(Referring expression pointing data)
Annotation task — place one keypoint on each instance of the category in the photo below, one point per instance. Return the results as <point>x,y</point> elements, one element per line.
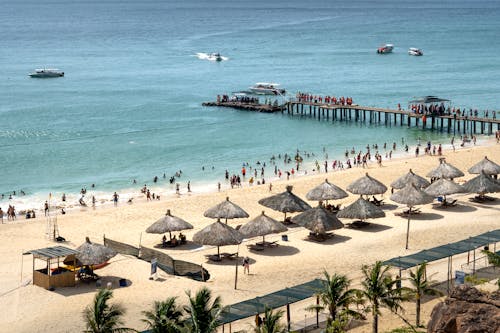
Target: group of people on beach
<point>310,98</point>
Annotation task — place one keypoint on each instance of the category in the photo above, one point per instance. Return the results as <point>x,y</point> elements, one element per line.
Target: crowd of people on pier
<point>310,98</point>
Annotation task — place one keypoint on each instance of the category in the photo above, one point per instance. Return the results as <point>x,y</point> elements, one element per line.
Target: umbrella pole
<point>408,228</point>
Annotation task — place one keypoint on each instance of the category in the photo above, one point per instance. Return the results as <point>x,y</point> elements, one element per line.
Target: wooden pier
<point>268,108</point>
<point>445,123</point>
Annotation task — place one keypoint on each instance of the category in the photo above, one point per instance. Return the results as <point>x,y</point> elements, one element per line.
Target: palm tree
<point>203,317</point>
<point>165,317</point>
<point>100,317</point>
<point>421,287</point>
<point>336,295</point>
<point>380,290</point>
<point>271,322</point>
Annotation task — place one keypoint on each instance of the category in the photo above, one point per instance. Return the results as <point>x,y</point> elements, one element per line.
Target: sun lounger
<point>319,237</point>
<point>255,247</point>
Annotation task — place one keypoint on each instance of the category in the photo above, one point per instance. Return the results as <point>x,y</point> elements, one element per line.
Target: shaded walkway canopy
<point>274,300</point>
<point>445,251</point>
<point>428,100</point>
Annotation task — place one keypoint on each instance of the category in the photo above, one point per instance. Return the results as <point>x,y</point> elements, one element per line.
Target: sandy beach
<point>28,308</point>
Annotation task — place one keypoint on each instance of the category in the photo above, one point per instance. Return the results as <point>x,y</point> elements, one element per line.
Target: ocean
<point>129,106</point>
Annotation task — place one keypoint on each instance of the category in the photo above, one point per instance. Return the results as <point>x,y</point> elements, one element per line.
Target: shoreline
<point>165,190</point>
<point>293,262</point>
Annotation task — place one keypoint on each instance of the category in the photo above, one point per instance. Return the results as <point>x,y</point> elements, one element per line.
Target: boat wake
<point>209,57</point>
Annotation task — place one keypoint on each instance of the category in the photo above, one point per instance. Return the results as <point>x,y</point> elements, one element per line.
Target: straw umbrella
<point>168,223</point>
<point>410,178</point>
<point>487,166</point>
<point>361,209</point>
<point>481,185</point>
<point>366,185</point>
<point>285,202</point>
<point>225,210</point>
<point>326,191</point>
<point>262,225</point>
<point>444,187</point>
<point>445,170</point>
<point>93,254</point>
<point>218,234</point>
<point>319,220</point>
<point>411,196</point>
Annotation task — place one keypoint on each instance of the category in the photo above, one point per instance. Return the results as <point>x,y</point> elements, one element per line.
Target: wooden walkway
<point>374,115</point>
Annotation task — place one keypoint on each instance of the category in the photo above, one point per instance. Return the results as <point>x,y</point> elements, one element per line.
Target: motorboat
<point>215,57</point>
<point>267,88</point>
<point>414,51</point>
<point>46,72</point>
<point>384,49</point>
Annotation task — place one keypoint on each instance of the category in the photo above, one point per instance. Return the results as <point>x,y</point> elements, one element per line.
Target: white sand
<point>27,308</point>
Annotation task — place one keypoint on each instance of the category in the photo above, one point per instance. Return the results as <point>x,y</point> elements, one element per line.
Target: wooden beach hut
<point>52,275</point>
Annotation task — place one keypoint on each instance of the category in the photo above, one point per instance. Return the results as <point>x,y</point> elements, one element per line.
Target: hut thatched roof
<point>285,202</point>
<point>225,210</point>
<point>318,220</point>
<point>411,196</point>
<point>445,170</point>
<point>93,254</point>
<point>326,191</point>
<point>218,234</point>
<point>444,186</point>
<point>482,184</point>
<point>262,225</point>
<point>168,223</point>
<point>366,185</point>
<point>487,166</point>
<point>361,209</point>
<point>410,178</point>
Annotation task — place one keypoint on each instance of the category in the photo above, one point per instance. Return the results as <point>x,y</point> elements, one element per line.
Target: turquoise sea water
<point>129,106</point>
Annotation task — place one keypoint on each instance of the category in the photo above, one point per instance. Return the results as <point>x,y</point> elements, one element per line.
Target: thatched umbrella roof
<point>168,223</point>
<point>487,166</point>
<point>411,196</point>
<point>262,225</point>
<point>445,170</point>
<point>285,202</point>
<point>366,185</point>
<point>318,219</point>
<point>326,191</point>
<point>443,187</point>
<point>93,254</point>
<point>225,210</point>
<point>410,178</point>
<point>361,209</point>
<point>218,234</point>
<point>482,184</point>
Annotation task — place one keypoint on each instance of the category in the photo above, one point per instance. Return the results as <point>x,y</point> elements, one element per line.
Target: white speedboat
<point>215,57</point>
<point>46,72</point>
<point>384,49</point>
<point>414,51</point>
<point>266,88</point>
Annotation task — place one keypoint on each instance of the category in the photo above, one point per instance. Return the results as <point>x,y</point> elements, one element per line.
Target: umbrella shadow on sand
<point>457,208</point>
<point>83,287</point>
<point>425,217</point>
<point>371,227</point>
<point>335,239</point>
<point>278,251</point>
<point>184,247</point>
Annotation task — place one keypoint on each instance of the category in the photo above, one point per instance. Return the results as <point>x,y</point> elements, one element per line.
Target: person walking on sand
<point>246,265</point>
<point>115,199</point>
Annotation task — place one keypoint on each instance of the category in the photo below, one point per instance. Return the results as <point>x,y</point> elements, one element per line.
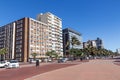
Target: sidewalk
<point>93,70</point>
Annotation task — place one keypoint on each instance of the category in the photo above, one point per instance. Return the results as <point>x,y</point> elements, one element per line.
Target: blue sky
<point>92,18</point>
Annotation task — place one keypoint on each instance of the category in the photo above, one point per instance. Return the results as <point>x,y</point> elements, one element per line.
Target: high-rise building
<point>118,50</point>
<point>67,35</point>
<point>25,36</point>
<point>55,31</point>
<point>98,43</point>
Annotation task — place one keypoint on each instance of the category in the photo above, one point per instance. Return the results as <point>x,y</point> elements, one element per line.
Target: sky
<point>92,18</point>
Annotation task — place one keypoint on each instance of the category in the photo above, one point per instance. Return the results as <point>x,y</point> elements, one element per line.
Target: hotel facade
<point>25,36</point>
<point>68,33</point>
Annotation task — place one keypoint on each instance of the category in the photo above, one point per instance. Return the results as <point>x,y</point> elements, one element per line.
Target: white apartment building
<point>55,31</point>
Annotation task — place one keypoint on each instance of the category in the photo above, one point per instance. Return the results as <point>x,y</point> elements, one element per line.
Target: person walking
<point>37,63</point>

Problem =
Your answer must be the entries repeated exactly, with no pictures.

Your response =
Annotation task — place one keypoint on each instance of the category in the photo below, one point per instance. Return the results as <point>x,y</point> elements, one element per line.
Target: group of people on beach
<point>310,98</point>
Annotation task — place one keypoint on each instance of the category in the photo above, one point per instance. Return the results as <point>x,y</point> elements, one element per line.
Target: crowd of people on pier
<point>310,98</point>
Annotation task — place one keypoint on each instance of the category in the photo above, one point per instance. Return the results as <point>x,y</point> elements, one element per line.
Target: umbrella pole
<point>408,228</point>
Annotation task — place one keypoint on each instance of the category in the photo above, one point per instance. Return the results as <point>x,y</point> elements, one element per line.
Target: wooden pier
<point>268,108</point>
<point>445,123</point>
Annotation task — place one keypoint on each instance of the category in the photo above, one point per instance. Return the results as <point>x,y</point> elements, one element per line.
Target: palm tree
<point>203,317</point>
<point>165,317</point>
<point>100,317</point>
<point>421,287</point>
<point>336,295</point>
<point>380,290</point>
<point>271,322</point>
Annotation task — place one keypoint on each instance of the category in the photo above, one point per instance. Return the results as <point>x,y</point> elements, one element per line.
Target: sun lounger
<point>319,237</point>
<point>255,247</point>
Annotation task — place one keypoint on each instance of the category in the photo above, one point per instance. Return the results as <point>x,y</point> elements, one element per line.
Target: shaded walkway canopy
<point>274,300</point>
<point>445,251</point>
<point>428,100</point>
Annotation task — place one keypoint on each instance of the category in the photo above, one point per instance. Return the results as <point>x,y</point> elements, one element per line.
Target: sandy beach
<point>28,308</point>
Annotation task — place one keypoint on each instance of the category in the photo above, one point per instance. Return the results as <point>x,y</point> elements, one element per line.
Target: ocean
<point>129,106</point>
Annotation task — place one keypoint on each instance of the category in the photo above, one point per instance. Return the results as <point>x,y</point> elements, one element per line.
Target: shoreline
<point>165,190</point>
<point>293,262</point>
Annotation task — place one keypoint on each instance of the category in the photo above, one point per instance. Return the results as <point>x,y</point> elements, one element per line.
Target: boat wake
<point>209,57</point>
Annotation task — place one keypoint on each instance of the category in the photo above, one point per instance. Return the results as <point>x,y</point> elements, one element per line.
Target: straw umbrella
<point>168,223</point>
<point>410,178</point>
<point>487,166</point>
<point>361,209</point>
<point>481,185</point>
<point>366,185</point>
<point>285,202</point>
<point>225,210</point>
<point>326,191</point>
<point>262,225</point>
<point>444,187</point>
<point>445,170</point>
<point>93,254</point>
<point>218,234</point>
<point>319,220</point>
<point>411,196</point>
Annotation task — place one keypoint on each instance of the category in the photo above, one point per instance. Return the results as <point>x,y</point> elements, one element per line.
Target: wooden walkway
<point>374,115</point>
Annotation task — place one keypoint on each instance of the category in the photo above, one point per instance. Return the results as <point>x,y</point> elements, one element per line.
Target: motorboat
<point>215,57</point>
<point>267,88</point>
<point>414,51</point>
<point>46,72</point>
<point>384,49</point>
Annotation task — place one keypoint on each instance of the category in the photo above, one point per instance. Return the results as <point>x,y</point> elements, one element per line.
Target: white sand
<point>27,308</point>
Annotation task — place one keypoint on each instance of the category in the photo above, one point per instance. Return the results as <point>x,y</point> elements, one element per line.
Target: wooden beach hut
<point>52,275</point>
Annotation task — place one keypoint on each instance of the category in the photo above, one point per instance. Return the results as <point>x,y</point> elements, one element per line.
Target: hut thatched roof
<point>285,202</point>
<point>225,210</point>
<point>318,220</point>
<point>411,196</point>
<point>445,170</point>
<point>93,254</point>
<point>326,191</point>
<point>218,234</point>
<point>444,186</point>
<point>482,184</point>
<point>262,225</point>
<point>168,223</point>
<point>366,185</point>
<point>487,166</point>
<point>361,209</point>
<point>410,178</point>
Annotation task — place one keypoint on each instance of the category in the photo above, one point per instance. Return the results as <point>x,y</point> elements, one element per line.
Target: turquoise sea water
<point>129,106</point>
Annotation task — place one keypoint on each instance of the category in the photo above, one point per instance. Return the results as <point>x,y</point> elements, one element per line.
Target: thatched umbrella roof
<point>168,223</point>
<point>487,166</point>
<point>411,196</point>
<point>262,225</point>
<point>445,170</point>
<point>285,202</point>
<point>366,185</point>
<point>318,219</point>
<point>326,191</point>
<point>443,187</point>
<point>93,254</point>
<point>225,210</point>
<point>410,178</point>
<point>361,209</point>
<point>218,234</point>
<point>482,184</point>
Annotation task — place one keypoint on each instance of the category in the photo above, one point per instance. Return the results as <point>x,y</point> elements, one element per line.
Target: white speedboat
<point>215,57</point>
<point>46,72</point>
<point>384,49</point>
<point>414,51</point>
<point>266,88</point>
Annotation task — place one keypoint on each instance of the category in the photo above, one point per instance. Return the results as <point>x,y</point> elements, one element per line.
Target: umbrella shadow on sand
<point>457,208</point>
<point>83,287</point>
<point>425,217</point>
<point>371,227</point>
<point>335,239</point>
<point>278,251</point>
<point>184,247</point>
Annotation task — place one keypoint on each instance of the category in the photo above, one point per instance. Return the results as <point>x,y</point> elements, one element per line.
Target: person walking on sand
<point>246,265</point>
<point>115,199</point>
Annotation task — place one keypoint on each instance of the category in the photo below, one point per instance. Return the results as <point>x,y</point> elements, one element per line.
Target: sidewalk
<point>93,70</point>
Annotation task — place one keypoint on each instance of the category in the photo above, one point per instance. Return the results as <point>x,y</point> elements, one element per line.
Target: blue sky
<point>92,18</point>
Annotation task — place one keypoint on each instance of the category in the photo above, one point per instance. Return the results as <point>x,y</point> elements, one element per line.
Target: high-rise building
<point>118,50</point>
<point>67,35</point>
<point>25,36</point>
<point>55,31</point>
<point>98,43</point>
Annotation task — place one keypoint on each instance of the category in the photo above, one point per instance. Return the results as <point>x,y</point> elements, one element per line.
Target: sky
<point>92,18</point>
Annotation task — place one keypoint on each instance of the category in the photo above, one point per instance. Return the results as <point>x,y</point> elements, one element per line.
Target: hotel facade
<point>25,36</point>
<point>68,33</point>
Annotation task — place one keypoint on each instance of the category in the photo above, one point per instance. Return the results as <point>x,y</point> elements, one element per line.
Target: white apartment building
<point>55,31</point>
Annotation task — place one keypoint on each instance of the category in the photo above, one point per instance. Return the results as <point>x,y</point> elements, one element per line.
Target: person walking
<point>37,63</point>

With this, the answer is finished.